* **Required work**
**1.** From the post about designing a program, reproduce verbatim the part that opens with the words containing "The first problem" and closes with "throwing it away.".
**2.** Answer these questions using the post about designing a program:
(a) What dish serves as the example of devising a recipe on the spot?
(b) About what share of the experimental data is bad at any given time?
(c) How long has the writer spent writing the code for the spinning laser beam?

* **Source document**
I think many of the other "artists" of sorts here can sympathize with this one, even if the field is completely different.
(Warning: long, but hopefully agreeable and understandable rant ahead.)
Designing a program is based initially on a set of large goals and filters down to very small ones. What do you want the program to do when it's finished? Then, what are the big, overarching things that the program
obviously needs to do to complete that task? What kinds of things will you need to do for each of those little tasks to happen correctly? How are you going to organize all of these little bits and pieces of functionality so that it makes a lot of good sense, can be expanded, will work reliably, and is very straightforward and simple?
For the cooks in the house, designing a program is, in fact, like devising a recipe on the spot. "Man! Wouldn't it be neat to make a
chili turkey meatloaf!" With intuition, you think about the ingredients needed for the coating sauce, and little things like onions, salt, and pepper that would go into the mince. Before starting to cook, you consider the best way to cook everything that would require minimal complication and still taste good.
So, I've spent the past week and a half writing a few hundred lines of code that controls and analyzes the data from a spinning laser beam in order to determine where it's hitting the ceiling, the side walls, the ground, etc. Because it's experimental data, about 30% of it is utter crap at any given time. The bulk of the code is designed to filter out that 30% reliably.
The first problem was that although my overarching goals remained the same, everything underneath was in a turmoil, constantly getting rewritten or trashed (Consider the imagery of a frustrated architect, hunched over his drafting table, with a graveyard of scrunched-up draft paper piling up behind him.) I hadn't gotten far enough with anything to feel remorse at throwing it away.
Finally, when parts of the code started working, those parts would still have flaws here and there, so I wrote more code on top of the working stuff to correct its mistakes, instead of correcting the old code. (This time, consider the imagery of broken patches on old clothes being sewn over by smaller patches, instead of simply replacing the bigger, broken patch.)

* **Source information**
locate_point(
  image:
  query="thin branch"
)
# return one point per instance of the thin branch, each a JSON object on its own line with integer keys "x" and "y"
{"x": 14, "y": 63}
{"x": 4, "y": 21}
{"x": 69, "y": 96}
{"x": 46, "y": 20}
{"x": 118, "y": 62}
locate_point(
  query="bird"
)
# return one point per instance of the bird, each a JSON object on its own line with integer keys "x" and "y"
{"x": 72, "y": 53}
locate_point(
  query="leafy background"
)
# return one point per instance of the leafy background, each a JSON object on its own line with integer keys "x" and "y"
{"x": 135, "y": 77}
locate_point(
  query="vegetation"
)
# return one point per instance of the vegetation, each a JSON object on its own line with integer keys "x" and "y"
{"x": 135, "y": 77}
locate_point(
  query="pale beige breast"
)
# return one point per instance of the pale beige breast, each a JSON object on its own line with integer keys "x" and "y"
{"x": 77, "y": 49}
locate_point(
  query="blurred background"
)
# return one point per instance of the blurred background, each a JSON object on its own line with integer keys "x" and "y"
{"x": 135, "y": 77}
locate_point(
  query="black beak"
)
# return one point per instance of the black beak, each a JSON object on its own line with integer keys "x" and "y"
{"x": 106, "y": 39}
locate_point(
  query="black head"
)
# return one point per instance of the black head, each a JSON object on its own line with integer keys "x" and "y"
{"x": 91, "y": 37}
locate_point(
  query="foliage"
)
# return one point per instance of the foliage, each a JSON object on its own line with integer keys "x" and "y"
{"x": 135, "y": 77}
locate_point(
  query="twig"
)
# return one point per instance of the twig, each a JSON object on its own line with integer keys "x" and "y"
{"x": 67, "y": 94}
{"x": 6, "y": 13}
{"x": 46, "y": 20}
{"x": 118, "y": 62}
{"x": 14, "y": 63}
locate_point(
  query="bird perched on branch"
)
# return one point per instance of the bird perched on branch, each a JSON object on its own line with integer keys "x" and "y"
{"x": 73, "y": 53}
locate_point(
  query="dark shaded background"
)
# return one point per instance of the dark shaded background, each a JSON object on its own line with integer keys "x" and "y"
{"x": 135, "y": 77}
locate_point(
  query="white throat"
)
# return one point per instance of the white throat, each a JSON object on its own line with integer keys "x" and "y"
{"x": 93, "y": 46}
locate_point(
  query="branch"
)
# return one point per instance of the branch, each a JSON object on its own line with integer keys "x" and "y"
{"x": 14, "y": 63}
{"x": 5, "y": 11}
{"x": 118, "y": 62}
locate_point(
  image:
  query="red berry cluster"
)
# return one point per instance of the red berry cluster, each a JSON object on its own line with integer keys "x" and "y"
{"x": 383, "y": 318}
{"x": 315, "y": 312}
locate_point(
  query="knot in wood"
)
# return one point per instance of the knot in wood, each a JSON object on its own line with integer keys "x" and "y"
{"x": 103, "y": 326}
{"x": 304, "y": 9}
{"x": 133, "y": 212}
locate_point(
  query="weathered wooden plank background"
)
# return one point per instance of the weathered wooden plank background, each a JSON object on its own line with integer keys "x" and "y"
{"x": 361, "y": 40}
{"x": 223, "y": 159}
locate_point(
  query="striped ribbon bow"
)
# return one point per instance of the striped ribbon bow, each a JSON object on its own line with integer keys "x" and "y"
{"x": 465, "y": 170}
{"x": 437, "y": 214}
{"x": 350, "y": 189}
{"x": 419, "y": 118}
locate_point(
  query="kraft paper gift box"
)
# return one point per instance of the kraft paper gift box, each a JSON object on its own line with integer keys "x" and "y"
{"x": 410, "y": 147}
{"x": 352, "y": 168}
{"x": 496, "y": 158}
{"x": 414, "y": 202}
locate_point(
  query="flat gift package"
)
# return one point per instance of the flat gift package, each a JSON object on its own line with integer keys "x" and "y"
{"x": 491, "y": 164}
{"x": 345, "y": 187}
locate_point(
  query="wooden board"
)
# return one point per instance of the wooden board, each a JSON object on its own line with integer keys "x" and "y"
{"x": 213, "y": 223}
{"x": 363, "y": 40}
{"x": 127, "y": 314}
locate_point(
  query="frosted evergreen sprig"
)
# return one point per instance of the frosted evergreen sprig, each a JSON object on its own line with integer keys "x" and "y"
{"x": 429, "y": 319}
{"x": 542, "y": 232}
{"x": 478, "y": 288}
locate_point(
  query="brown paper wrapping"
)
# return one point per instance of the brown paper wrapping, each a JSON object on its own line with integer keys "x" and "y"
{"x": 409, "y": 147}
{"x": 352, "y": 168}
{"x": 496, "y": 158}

* **Solved tasks**
**1.**
The first problem was that although my overarching goals remained the same, everything underneath was in a turmoil, constantly getting rewritten or trashed (Consider the imagery of a frustrated architect, hunched over his drafting table, with a graveyard of scrunched-up draft paper piling up behind him.) I hadn't gotten far enough with anything to feel remorse at throwing it away.

**2.**
(a) A chili turkey meatloaf.
(b) About 30%.
(c) The past week and a half.